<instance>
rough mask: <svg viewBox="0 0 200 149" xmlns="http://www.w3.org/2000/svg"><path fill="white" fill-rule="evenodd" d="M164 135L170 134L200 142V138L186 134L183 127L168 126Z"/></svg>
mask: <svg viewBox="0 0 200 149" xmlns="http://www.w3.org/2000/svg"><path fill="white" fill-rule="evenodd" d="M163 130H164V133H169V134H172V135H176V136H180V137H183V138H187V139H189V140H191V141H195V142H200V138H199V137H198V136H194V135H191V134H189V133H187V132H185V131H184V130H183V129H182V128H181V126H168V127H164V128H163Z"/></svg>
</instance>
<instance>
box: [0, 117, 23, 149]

- - - -

◆ Prompt
Count the lines in the records above that contain the string "white", and give only that number.

◆ Finished exercise
2